==== SUPPLIED MATERIAL ====

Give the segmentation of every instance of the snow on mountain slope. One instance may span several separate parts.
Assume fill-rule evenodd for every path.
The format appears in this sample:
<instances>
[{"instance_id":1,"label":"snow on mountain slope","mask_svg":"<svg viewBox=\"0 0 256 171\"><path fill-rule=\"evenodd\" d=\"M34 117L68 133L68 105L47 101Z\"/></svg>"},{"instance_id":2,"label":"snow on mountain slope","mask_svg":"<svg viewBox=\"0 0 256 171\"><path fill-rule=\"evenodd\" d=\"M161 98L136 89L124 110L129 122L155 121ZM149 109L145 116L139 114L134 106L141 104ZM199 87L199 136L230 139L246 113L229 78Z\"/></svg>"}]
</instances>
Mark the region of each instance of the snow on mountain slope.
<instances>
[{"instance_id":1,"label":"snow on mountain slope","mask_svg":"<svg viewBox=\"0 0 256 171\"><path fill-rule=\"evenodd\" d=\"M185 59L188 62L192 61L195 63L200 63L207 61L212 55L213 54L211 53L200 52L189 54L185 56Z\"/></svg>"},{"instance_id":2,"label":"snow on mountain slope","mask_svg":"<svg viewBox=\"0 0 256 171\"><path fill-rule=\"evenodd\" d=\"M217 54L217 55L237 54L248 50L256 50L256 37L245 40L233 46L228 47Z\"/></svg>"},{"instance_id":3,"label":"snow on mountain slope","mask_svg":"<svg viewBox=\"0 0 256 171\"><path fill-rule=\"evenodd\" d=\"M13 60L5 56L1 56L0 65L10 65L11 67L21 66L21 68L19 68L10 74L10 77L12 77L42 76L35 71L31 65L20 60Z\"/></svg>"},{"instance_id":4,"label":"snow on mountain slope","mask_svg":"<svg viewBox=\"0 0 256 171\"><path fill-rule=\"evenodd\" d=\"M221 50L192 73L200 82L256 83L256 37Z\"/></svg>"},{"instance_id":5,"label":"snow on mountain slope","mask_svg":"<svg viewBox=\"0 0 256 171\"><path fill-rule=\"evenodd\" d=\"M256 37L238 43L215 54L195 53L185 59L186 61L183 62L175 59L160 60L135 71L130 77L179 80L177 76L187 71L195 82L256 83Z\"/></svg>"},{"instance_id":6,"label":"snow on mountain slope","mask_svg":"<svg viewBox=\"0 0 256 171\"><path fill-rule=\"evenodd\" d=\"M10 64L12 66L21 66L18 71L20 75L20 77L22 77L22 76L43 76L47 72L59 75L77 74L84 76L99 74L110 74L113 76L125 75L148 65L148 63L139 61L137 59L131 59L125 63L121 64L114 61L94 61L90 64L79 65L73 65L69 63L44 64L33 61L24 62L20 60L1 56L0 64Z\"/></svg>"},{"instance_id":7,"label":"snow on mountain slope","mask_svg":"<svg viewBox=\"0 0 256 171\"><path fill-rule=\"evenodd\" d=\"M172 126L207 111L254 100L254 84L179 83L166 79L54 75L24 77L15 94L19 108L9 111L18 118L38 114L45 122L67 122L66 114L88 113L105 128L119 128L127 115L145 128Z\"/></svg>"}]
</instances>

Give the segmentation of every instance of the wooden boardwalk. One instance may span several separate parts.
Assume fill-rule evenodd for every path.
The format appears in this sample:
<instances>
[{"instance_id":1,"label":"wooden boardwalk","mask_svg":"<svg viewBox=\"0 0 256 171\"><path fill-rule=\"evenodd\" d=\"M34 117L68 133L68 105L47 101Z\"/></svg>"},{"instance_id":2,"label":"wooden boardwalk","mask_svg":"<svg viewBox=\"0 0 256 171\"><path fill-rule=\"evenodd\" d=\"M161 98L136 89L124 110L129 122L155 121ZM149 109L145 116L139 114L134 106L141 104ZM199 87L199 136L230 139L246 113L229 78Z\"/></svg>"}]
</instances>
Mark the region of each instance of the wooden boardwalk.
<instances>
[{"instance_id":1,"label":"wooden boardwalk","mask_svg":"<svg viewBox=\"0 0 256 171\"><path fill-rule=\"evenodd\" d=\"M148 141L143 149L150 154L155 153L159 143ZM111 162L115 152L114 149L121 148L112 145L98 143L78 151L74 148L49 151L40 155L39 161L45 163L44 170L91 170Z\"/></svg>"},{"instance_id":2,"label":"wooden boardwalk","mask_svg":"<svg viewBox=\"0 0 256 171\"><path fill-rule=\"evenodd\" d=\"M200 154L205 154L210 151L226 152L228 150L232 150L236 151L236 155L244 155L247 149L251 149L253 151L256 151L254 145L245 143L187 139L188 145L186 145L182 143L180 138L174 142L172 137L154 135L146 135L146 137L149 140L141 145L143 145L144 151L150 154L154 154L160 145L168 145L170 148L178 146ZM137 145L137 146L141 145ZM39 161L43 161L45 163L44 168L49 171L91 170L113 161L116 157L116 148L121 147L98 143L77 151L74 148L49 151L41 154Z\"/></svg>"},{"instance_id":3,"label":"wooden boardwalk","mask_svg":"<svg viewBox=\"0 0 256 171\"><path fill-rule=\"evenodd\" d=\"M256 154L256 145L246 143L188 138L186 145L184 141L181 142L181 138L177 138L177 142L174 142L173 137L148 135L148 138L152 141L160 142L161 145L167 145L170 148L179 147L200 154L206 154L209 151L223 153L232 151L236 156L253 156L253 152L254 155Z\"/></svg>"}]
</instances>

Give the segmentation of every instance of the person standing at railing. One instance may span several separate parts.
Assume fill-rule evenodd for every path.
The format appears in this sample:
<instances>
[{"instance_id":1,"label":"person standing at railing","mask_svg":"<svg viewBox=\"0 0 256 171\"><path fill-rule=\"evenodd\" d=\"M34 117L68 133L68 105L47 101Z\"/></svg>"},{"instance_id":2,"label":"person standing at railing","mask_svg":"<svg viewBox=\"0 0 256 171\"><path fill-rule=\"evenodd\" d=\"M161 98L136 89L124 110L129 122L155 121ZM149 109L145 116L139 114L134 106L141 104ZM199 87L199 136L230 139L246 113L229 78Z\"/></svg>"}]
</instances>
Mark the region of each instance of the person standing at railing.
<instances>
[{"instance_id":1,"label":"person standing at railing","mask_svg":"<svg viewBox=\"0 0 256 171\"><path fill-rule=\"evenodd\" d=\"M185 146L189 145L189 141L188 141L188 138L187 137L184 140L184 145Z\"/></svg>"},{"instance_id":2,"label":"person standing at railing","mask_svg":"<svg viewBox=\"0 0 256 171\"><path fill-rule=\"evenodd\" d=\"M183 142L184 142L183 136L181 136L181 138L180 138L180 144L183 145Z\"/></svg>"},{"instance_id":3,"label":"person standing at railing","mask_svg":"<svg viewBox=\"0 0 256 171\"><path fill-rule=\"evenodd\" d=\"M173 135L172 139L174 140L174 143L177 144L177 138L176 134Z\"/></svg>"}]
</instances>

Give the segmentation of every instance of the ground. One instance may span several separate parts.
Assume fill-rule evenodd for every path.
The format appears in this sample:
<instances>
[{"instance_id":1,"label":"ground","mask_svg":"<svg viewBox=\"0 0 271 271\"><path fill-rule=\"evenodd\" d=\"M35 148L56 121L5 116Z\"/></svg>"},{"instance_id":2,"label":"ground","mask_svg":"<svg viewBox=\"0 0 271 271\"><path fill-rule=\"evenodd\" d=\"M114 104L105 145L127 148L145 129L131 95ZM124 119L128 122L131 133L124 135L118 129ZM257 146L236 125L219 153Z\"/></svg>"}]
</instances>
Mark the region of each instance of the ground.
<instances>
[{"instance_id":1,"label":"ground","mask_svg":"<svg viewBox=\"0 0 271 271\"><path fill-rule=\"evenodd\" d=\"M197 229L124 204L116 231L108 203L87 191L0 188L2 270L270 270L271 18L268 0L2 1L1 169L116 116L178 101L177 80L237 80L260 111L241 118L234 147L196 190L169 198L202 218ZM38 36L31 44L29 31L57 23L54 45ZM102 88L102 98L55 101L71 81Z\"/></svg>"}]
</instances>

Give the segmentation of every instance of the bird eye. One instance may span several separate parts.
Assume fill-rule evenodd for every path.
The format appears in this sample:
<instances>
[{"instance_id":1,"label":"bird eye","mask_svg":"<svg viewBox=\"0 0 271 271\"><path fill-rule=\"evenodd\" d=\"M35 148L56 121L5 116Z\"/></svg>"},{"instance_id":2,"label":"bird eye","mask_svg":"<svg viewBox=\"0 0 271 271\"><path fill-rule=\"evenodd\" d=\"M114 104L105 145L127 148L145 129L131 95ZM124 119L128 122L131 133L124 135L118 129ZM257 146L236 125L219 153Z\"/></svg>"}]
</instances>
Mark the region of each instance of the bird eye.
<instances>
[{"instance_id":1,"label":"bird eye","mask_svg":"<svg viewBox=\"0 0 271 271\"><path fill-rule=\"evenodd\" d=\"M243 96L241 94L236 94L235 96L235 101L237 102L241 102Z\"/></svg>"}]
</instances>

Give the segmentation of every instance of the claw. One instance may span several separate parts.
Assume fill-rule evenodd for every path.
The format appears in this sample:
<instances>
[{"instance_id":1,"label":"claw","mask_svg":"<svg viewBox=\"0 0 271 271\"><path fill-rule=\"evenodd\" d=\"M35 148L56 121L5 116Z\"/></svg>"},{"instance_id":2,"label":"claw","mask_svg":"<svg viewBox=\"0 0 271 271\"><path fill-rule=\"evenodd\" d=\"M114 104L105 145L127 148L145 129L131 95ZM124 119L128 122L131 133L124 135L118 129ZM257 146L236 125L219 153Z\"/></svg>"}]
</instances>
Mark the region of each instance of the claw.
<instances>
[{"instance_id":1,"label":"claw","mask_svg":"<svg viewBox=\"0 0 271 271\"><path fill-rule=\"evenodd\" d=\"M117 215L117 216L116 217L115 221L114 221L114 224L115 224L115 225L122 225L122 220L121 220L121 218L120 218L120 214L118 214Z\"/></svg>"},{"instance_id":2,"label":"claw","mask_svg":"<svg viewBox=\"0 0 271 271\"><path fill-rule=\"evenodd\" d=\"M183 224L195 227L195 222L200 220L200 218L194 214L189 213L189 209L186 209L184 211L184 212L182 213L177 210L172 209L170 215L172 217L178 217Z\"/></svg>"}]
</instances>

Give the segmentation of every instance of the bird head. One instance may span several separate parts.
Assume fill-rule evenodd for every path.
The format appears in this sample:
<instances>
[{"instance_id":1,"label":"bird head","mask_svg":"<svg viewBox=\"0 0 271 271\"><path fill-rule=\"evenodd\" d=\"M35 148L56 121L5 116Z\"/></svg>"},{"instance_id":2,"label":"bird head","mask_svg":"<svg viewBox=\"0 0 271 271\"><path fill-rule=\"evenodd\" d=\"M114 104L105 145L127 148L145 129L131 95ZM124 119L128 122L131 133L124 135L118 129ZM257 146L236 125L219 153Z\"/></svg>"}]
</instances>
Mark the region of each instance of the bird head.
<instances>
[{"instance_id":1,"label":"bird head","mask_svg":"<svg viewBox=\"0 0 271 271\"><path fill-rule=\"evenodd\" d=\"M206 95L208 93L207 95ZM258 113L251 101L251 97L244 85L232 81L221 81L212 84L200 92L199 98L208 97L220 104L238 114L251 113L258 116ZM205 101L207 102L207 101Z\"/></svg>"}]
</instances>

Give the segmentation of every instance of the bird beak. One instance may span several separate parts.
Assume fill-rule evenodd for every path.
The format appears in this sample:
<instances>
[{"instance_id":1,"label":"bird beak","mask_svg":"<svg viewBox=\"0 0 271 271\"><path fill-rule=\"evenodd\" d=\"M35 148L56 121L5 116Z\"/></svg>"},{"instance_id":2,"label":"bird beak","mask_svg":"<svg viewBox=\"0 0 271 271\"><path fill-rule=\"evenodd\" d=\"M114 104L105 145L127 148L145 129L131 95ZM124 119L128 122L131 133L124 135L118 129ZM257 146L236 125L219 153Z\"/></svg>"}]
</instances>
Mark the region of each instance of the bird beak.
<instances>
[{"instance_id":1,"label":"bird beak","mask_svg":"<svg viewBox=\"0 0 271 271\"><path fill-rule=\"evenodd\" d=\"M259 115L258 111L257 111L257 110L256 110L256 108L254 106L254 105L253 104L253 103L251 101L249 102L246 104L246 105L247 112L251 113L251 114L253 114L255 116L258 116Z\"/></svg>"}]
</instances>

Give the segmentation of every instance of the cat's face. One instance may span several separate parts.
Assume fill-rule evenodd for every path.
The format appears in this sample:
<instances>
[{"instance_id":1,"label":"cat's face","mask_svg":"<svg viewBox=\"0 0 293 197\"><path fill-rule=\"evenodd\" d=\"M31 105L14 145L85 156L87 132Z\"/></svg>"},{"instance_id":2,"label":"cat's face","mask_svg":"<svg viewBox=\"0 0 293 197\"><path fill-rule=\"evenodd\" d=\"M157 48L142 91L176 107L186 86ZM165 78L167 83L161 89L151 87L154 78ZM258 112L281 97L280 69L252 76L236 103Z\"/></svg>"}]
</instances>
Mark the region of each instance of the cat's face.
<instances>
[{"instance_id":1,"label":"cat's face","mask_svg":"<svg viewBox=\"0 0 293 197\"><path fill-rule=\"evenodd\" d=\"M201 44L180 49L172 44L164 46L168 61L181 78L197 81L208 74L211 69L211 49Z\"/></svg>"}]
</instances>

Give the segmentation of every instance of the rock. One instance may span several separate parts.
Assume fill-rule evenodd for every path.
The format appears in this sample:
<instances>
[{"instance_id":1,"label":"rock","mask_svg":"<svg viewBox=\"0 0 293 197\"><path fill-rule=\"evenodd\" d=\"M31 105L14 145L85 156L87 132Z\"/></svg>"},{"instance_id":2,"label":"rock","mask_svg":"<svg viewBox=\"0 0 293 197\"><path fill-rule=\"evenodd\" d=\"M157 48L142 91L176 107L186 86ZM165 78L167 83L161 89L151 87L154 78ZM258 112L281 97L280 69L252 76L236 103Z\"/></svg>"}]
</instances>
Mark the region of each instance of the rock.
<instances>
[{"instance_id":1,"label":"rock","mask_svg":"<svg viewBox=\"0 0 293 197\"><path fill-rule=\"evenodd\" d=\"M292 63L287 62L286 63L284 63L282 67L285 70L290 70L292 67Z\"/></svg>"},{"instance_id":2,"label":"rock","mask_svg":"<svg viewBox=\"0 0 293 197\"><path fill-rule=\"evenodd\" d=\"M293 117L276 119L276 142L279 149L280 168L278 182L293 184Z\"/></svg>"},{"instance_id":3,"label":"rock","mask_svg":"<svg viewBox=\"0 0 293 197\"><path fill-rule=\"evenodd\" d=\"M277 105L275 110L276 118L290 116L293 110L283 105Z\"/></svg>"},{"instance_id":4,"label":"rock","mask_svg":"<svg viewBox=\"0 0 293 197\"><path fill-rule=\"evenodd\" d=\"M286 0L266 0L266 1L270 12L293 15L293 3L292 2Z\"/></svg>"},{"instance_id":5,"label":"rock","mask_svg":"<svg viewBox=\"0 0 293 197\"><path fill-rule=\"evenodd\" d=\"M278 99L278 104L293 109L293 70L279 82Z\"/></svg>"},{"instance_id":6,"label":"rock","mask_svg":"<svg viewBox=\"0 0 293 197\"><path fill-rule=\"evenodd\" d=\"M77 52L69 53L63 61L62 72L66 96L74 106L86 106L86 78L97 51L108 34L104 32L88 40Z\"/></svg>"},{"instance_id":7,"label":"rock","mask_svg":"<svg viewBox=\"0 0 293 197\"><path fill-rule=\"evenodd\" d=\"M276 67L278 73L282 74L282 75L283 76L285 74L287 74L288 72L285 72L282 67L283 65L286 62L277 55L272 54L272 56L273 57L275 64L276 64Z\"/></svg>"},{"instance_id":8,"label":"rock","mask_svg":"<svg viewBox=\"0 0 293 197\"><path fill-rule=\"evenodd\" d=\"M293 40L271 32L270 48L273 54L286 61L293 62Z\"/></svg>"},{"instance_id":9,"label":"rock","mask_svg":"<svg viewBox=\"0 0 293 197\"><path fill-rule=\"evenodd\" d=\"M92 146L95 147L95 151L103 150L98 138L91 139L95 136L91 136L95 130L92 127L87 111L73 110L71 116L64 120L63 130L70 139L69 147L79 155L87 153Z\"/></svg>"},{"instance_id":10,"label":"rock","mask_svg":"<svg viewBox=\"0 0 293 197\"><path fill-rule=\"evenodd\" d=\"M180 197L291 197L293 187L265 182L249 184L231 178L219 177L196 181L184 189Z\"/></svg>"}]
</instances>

====

Copy out each line of the material above that contains the word "head", and leave out every other line.

Give the segmentation of every instance of the bird head. One instance may span several separate parts.
[{"instance_id":1,"label":"bird head","mask_svg":"<svg viewBox=\"0 0 271 271\"><path fill-rule=\"evenodd\" d=\"M35 148L56 121L5 116Z\"/></svg>"},{"instance_id":2,"label":"bird head","mask_svg":"<svg viewBox=\"0 0 271 271\"><path fill-rule=\"evenodd\" d=\"M114 104L105 145L127 148L145 129L131 95ZM124 119L128 122L131 133L124 135L118 129ZM257 146L236 125L219 153Z\"/></svg>"}]
Mark the region of each instance of the bird head.
[{"instance_id":1,"label":"bird head","mask_svg":"<svg viewBox=\"0 0 271 271\"><path fill-rule=\"evenodd\" d=\"M206 95L208 93L207 95ZM258 113L251 101L251 97L244 85L232 81L221 81L212 84L200 92L199 98L208 97L220 104L238 114L251 113L258 116ZM205 101L207 102L207 101Z\"/></svg>"}]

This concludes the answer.